BEGIN Source data

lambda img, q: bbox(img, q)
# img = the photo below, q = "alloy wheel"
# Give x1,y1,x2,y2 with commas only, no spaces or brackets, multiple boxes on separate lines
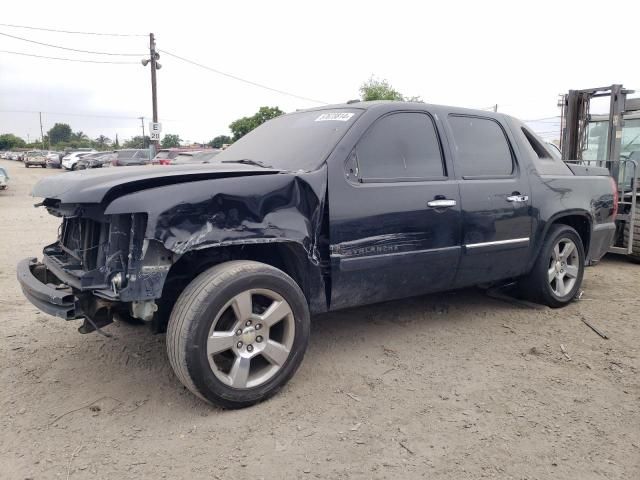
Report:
548,238,580,297
206,288,295,389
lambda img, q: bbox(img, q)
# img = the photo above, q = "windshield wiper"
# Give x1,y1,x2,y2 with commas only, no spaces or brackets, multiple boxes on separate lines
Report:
221,159,272,168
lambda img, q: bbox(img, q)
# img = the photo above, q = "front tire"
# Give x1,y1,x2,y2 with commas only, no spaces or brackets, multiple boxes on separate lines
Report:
521,224,585,308
167,260,310,409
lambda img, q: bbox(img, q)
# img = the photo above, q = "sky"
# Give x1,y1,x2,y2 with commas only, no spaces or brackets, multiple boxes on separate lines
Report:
1,0,639,145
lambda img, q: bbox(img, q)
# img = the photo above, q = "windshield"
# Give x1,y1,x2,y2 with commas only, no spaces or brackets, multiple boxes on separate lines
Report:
215,108,362,171
622,118,640,159
583,117,640,189
583,121,608,161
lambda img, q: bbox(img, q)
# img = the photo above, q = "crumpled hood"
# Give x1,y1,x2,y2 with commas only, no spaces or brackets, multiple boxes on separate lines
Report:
32,163,280,204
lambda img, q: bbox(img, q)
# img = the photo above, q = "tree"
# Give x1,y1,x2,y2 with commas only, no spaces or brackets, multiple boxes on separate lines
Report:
71,131,88,142
123,135,150,149
47,123,72,145
229,106,284,141
161,133,181,148
95,135,112,149
359,75,422,102
208,135,232,149
0,133,26,150
253,106,285,125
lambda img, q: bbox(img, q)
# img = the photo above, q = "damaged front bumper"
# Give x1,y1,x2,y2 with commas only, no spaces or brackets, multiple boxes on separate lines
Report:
17,257,83,320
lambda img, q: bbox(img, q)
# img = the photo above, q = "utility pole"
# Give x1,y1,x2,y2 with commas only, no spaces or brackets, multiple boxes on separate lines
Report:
141,33,161,155
149,33,159,154
493,104,498,112
139,116,146,148
39,112,45,149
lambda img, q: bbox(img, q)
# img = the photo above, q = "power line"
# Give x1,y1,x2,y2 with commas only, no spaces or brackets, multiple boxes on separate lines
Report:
0,22,146,37
524,116,561,123
0,49,139,64
0,109,180,122
159,49,328,105
0,109,143,119
0,31,145,56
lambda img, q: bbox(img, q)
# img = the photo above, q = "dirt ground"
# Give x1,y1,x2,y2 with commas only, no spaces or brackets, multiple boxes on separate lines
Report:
0,158,638,480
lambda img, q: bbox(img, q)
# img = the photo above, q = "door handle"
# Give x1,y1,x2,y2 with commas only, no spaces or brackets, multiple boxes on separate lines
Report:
427,199,457,208
506,195,529,203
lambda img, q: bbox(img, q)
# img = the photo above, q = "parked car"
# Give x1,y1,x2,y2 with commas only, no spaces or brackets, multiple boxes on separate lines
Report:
23,150,47,168
61,150,96,170
167,150,221,165
9,152,21,161
1,151,11,160
110,149,150,167
0,166,8,189
76,151,117,169
46,151,64,169
18,101,617,409
151,148,200,165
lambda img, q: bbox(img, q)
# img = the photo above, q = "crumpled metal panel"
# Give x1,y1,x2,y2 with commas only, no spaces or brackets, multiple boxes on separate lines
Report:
104,167,327,262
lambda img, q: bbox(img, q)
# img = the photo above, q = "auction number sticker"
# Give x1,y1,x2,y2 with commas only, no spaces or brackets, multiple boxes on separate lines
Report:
315,112,354,122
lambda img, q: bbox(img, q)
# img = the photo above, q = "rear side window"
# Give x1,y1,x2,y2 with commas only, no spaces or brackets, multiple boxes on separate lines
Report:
355,112,445,181
521,127,552,159
448,115,514,177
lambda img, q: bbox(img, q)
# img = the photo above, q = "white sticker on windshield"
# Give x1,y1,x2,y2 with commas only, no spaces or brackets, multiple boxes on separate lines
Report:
315,112,354,122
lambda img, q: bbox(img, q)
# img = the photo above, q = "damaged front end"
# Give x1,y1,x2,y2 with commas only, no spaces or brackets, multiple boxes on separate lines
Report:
18,163,329,334
17,200,173,333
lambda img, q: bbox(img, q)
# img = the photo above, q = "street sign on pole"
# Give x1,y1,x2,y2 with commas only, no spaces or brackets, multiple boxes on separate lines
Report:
149,122,162,141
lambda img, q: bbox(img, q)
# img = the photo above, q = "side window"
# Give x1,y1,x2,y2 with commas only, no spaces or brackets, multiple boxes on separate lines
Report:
355,112,445,181
448,115,514,177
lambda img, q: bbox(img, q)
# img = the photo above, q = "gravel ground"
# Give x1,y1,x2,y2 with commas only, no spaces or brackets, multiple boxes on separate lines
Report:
1,158,638,479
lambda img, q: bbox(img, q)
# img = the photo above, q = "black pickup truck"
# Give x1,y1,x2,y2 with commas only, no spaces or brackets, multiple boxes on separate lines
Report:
18,101,617,408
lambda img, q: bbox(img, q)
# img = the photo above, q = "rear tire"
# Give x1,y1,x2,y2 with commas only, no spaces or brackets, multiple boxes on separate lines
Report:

END Source data

_Prompt:_ If a line in the data above holds the string "ground", report that line.

_Task response:_
# img = the photo above, q = "dirt ground"
# img = the photo above, q = "gravel ground"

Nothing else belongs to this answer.